*Written request*: Could you write out every record below exactly, leaving out any pictures?

*Records provided*:
- - - - -
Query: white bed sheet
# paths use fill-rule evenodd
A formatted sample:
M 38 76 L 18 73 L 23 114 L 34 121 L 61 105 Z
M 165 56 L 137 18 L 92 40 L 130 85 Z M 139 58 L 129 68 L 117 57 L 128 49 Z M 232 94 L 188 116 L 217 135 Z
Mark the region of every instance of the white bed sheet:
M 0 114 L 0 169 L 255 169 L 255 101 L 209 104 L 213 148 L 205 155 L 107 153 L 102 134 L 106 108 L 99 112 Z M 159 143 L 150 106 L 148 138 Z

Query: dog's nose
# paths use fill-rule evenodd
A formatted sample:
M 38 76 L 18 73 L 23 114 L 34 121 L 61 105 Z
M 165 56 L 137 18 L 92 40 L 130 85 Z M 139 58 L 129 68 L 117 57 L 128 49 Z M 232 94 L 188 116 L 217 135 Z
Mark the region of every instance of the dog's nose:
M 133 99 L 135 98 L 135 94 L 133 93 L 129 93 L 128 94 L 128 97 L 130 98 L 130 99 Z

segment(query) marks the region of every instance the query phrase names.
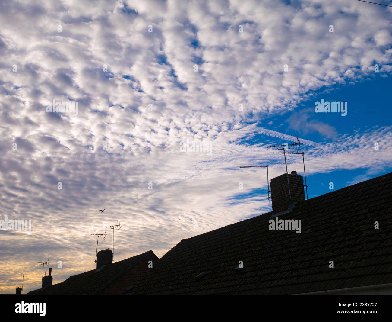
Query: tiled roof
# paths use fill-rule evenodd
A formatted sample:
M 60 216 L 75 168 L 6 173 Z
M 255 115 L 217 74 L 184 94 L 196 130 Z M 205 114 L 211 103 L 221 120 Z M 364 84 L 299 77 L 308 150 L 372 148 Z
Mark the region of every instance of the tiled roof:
- - - - -
*Solution below*:
Query: white bed sheet
# paths use fill-rule evenodd
A formatted sample:
M 38 76 L 18 73 L 23 114 L 34 121 L 61 105 Z
M 165 56 L 137 18 L 92 40 L 130 85 Z M 139 58 L 129 68 L 117 57 L 128 49 Z M 232 94 L 188 116 L 217 135 Z
Mark the region of every instance of the white bed sheet:
M 0 114 L 0 169 L 255 169 L 255 101 L 209 104 L 213 148 L 205 155 L 107 153 L 102 134 L 106 108 L 99 112 Z M 159 143 L 150 106 L 148 138 Z

Query: dog's nose
# paths use fill-rule evenodd
A formatted sample:
M 38 76 L 18 73 L 23 114 L 34 121 L 61 105 Z
M 165 56 L 137 18 L 92 40 L 130 85 Z M 139 58 L 129 68 L 117 57 L 128 49 Z M 232 94 L 188 116 L 217 135 Z
Mark the region of every instance of the dog's nose:
M 133 99 L 135 98 L 135 94 L 133 93 L 129 93 L 128 94 L 128 97 L 130 98 L 130 99 Z

segment(query) marks the region of every instance the query phrase names.
Query: tiled roof
# paths use fill-rule evenodd
A formatted sample:
M 60 216 L 75 168 L 6 173 Z
M 255 115 L 217 74 L 184 94 L 196 130 Z M 205 114 L 211 103 L 221 120 Z M 364 84 L 299 77 L 308 150 L 372 148 Z
Mark the region of every instance of the tiled roof:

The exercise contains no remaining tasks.